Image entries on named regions

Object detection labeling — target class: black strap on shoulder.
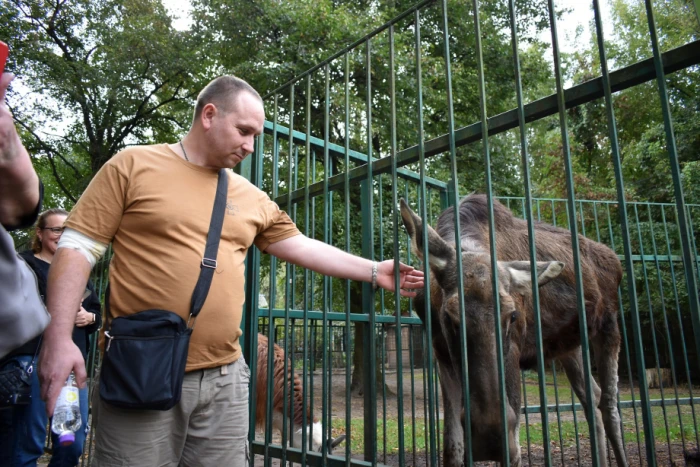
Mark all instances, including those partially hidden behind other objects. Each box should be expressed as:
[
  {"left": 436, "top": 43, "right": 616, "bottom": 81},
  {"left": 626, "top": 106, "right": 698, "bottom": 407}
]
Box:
[
  {"left": 190, "top": 169, "right": 228, "bottom": 325},
  {"left": 105, "top": 169, "right": 228, "bottom": 327}
]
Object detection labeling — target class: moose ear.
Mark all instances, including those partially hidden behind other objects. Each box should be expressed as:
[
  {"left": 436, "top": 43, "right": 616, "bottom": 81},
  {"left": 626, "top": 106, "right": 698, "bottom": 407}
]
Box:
[
  {"left": 400, "top": 198, "right": 456, "bottom": 271},
  {"left": 498, "top": 261, "right": 564, "bottom": 293}
]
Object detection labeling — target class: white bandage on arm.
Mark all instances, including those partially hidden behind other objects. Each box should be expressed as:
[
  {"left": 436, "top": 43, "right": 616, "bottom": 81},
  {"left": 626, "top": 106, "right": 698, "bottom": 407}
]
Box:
[{"left": 58, "top": 229, "right": 107, "bottom": 268}]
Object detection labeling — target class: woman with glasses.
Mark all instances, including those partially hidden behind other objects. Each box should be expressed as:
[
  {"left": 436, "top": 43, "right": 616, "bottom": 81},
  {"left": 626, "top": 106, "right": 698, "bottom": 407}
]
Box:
[{"left": 0, "top": 208, "right": 102, "bottom": 467}]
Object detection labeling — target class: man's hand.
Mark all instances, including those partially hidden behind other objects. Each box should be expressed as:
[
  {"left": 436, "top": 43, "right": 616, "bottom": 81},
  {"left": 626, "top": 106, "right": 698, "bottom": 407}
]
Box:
[
  {"left": 75, "top": 306, "right": 95, "bottom": 328},
  {"left": 39, "top": 248, "right": 90, "bottom": 416},
  {"left": 377, "top": 259, "right": 424, "bottom": 298},
  {"left": 39, "top": 333, "right": 87, "bottom": 417}
]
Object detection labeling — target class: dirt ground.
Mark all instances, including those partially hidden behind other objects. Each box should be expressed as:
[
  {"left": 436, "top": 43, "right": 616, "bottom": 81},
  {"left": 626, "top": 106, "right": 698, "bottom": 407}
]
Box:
[
  {"left": 254, "top": 444, "right": 697, "bottom": 467},
  {"left": 38, "top": 369, "right": 700, "bottom": 467},
  {"left": 254, "top": 370, "right": 700, "bottom": 467}
]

* _DESCRIPTION OF THE TASK_
Return each line from the items above that contains the word "black".

* _SOLUTION TO THIS PROBLEM_
Object detection labeling — target class: black strap on shoulder.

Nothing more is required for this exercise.